◆ GIVEN EXERCISE:
Substitute "hallway" for every "doorway" in the entries below and leave all else unchanged. Omit the pictures from your version.

◆ GIVEN DATA:

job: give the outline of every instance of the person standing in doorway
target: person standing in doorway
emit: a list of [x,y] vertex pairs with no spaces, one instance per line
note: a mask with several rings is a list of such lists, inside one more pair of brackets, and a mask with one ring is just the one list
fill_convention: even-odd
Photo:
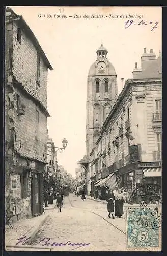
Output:
[[86,195],[86,193],[85,190],[84,189],[82,193],[82,198],[81,198],[83,201],[84,201],[84,199],[86,199],[85,195]]
[[45,191],[44,193],[44,199],[45,203],[45,207],[48,207],[48,193],[47,191]]
[[106,194],[106,201],[107,203],[107,210],[108,214],[108,217],[111,218],[110,214],[112,214],[112,218],[115,219],[113,213],[114,211],[114,201],[115,200],[115,196],[113,191],[110,189],[108,189],[108,193]]
[[123,206],[124,199],[123,193],[119,190],[115,195],[115,216],[121,218],[124,214]]
[[62,206],[63,205],[63,199],[61,195],[59,194],[56,200],[57,208],[58,208],[58,212],[62,211]]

◆ RESULT:
job: give the outline of every instance of the person standing in hallway
target: person standing in hallway
emit: a list of [x,y] vertex pairs with no spaces, one instance per line
note: a mask with several rings is a list of such lists, inside one more pair of brackets, and a mask with one ring is just the one list
fill_convention: even-odd
Photo:
Output:
[[86,195],[86,193],[85,190],[84,189],[82,193],[82,198],[81,198],[83,201],[84,201],[84,199],[86,199],[85,195]]
[[45,191],[44,193],[44,199],[45,203],[45,207],[48,207],[48,193],[47,191]]
[[106,194],[106,201],[107,203],[107,210],[108,214],[108,217],[111,218],[110,214],[112,214],[112,218],[115,219],[113,213],[114,211],[114,201],[115,200],[115,196],[113,191],[110,189],[108,189],[108,193]]
[[123,206],[124,199],[123,193],[119,190],[115,195],[115,216],[121,218],[124,214]]
[[62,206],[63,205],[63,199],[61,195],[59,194],[56,200],[57,208],[58,208],[58,212],[62,211]]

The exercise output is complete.